Aşağıdaki kayıtların tamamını, sütun adları "istem" ve "hedef" olan iki sütunlu bir CSV olarak yeniden yazın. Her kayda bir satır ayırın; kaydın metnini "istem", yanıtını ise "hedef" sütununa, her birini tırnak içinde tek bir alan olarak ve satır sonlarını boşluğa çevirerek yerleştirin.

Listelenen Kayıtlar:
============

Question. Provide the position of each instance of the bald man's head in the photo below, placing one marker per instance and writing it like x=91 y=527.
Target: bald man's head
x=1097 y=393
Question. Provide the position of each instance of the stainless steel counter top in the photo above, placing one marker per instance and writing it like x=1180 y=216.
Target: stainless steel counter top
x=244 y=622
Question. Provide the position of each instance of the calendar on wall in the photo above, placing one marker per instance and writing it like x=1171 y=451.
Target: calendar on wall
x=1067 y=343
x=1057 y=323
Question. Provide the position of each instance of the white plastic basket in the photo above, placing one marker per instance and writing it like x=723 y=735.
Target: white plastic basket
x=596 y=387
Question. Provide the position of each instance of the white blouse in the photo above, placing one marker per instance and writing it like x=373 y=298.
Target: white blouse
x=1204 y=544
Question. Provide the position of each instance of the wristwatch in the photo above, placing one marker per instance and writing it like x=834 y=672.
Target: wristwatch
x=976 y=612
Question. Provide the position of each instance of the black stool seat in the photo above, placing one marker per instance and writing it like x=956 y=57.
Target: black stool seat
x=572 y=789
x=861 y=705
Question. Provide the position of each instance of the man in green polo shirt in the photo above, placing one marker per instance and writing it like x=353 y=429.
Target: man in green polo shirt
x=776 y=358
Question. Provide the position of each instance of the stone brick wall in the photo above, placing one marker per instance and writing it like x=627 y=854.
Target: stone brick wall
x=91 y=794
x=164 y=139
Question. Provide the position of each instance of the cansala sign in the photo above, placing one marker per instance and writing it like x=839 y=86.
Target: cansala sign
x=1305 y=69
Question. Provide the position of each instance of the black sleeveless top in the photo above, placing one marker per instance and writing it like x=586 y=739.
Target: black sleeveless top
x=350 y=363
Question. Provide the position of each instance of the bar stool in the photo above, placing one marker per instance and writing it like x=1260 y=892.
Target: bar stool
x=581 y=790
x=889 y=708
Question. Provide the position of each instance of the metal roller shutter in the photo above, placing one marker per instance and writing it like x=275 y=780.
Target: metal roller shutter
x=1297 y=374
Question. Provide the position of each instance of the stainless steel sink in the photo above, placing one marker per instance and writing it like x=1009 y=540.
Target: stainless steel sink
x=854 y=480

============

Problemin Çözümü:
istem,hedef
"Question. Provide the position of each instance of the bald man's head in the photo below, placing one marker per instance and writing it like x=91 y=527. Target: bald man's head","x=1097 y=393"
"Question. Provide the position of each instance of the stainless steel counter top in the photo above, placing one marker per instance and writing it like x=1180 y=216. Target: stainless steel counter top","x=244 y=622"
"Question. Provide the position of each instance of the calendar on wall in the photo above, placing one marker per instance and writing it like x=1171 y=451. Target: calendar on wall","x=1067 y=343 x=1057 y=323"
"Question. Provide the position of each instance of the white plastic basket in the photo above, placing one marker per instance and writing it like x=723 y=735. Target: white plastic basket","x=596 y=387"
"Question. Provide the position of each instance of the white blouse in the photo above, placing one marker per instance and writing it like x=373 y=298. Target: white blouse","x=1204 y=544"
"Question. Provide the position of each instance of the wristwatch in the photo above, placing one marker per instance and writing it like x=834 y=672. Target: wristwatch","x=976 y=612"
"Question. Provide the position of each instance of the black stool seat in the photo above, placing one marker per instance and writing it like x=956 y=57. Target: black stool seat","x=572 y=789 x=861 y=705"
"Question. Provide the position of each instance of the man in green polo shirt in the photo above, placing one marker per instance and writing it like x=353 y=429. Target: man in green polo shirt","x=776 y=358"
"Question. Provide the position of each instance of the stone brick wall in the photo above, placing one marker per instance and writing it like x=627 y=854. Target: stone brick wall","x=91 y=794 x=164 y=139"
"Question. Provide the position of each instance of the cansala sign in the photo above, placing one marker per instance and writing it like x=839 y=86. Target: cansala sign","x=1305 y=69"
"Question. Provide the position of each instance of the black sleeveless top in the photo above, placing one marker per instance and writing it like x=586 y=739. Target: black sleeveless top","x=350 y=363"
"Question. Provide the position of each instance of the bar stool in the photo above, placing one marker per instance and writing it like x=1260 y=892. Target: bar stool","x=581 y=790 x=889 y=708"
"Question. Provide the position of each instance of the metal roller shutter in the photo above, placing one marker per instance and writing it like x=275 y=780. Target: metal roller shutter","x=1297 y=374"
"Question. Provide the position of each instance of the stainless steel sink in the photo above, placing one marker per instance and writing it like x=1009 y=540. Target: stainless steel sink","x=854 y=480"